-- Material provided --
----------

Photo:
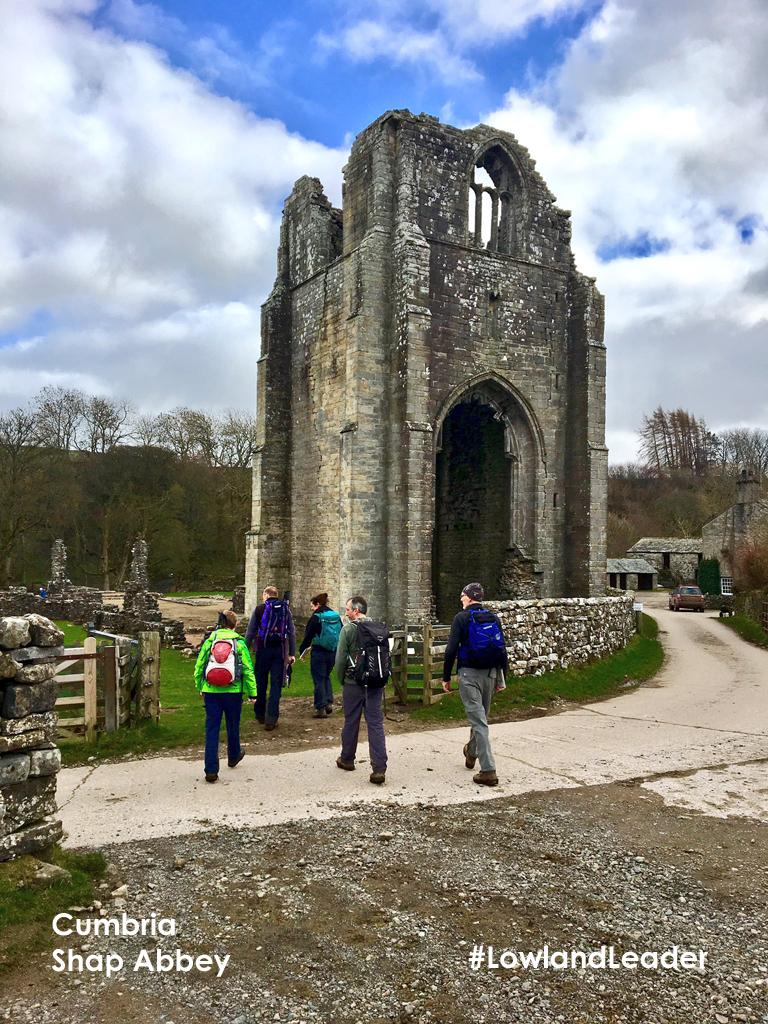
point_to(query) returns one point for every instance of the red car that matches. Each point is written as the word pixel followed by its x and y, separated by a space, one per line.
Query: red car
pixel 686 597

----------

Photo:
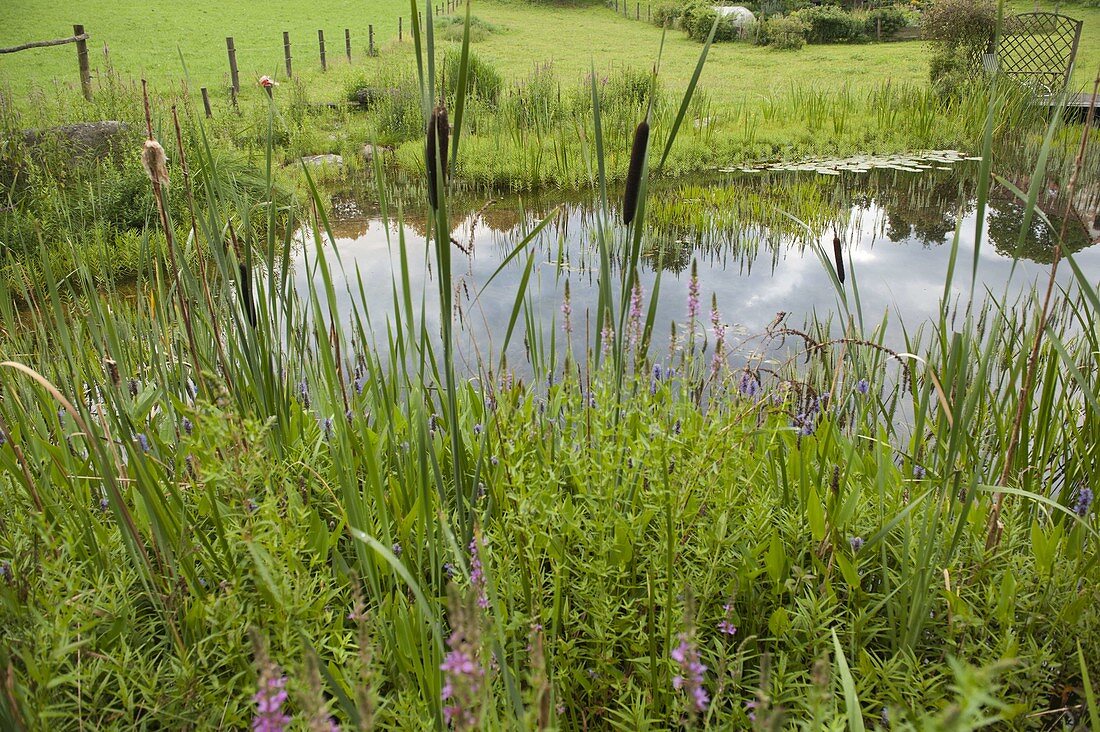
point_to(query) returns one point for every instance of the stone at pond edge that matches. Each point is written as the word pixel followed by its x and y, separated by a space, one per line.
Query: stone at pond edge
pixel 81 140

----------

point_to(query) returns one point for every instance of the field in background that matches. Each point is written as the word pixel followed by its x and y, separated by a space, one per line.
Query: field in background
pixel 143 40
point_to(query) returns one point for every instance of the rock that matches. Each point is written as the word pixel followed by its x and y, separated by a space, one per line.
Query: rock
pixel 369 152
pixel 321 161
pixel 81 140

----------

Rewrite the lines of the records starting at the line containing "of the field" and ending at the line containing "pixel 143 40", requests included, scaling every coordinate in the answers by 1.15 and rounding to whole numbers, with halves rounded up. Give only those lines.

-- Full output --
point_to(query) returns one point for every instance of the field in background that matches. Each point is written as the word pixel followed by its x and y, separated by a space, one per line.
Query: field in background
pixel 164 46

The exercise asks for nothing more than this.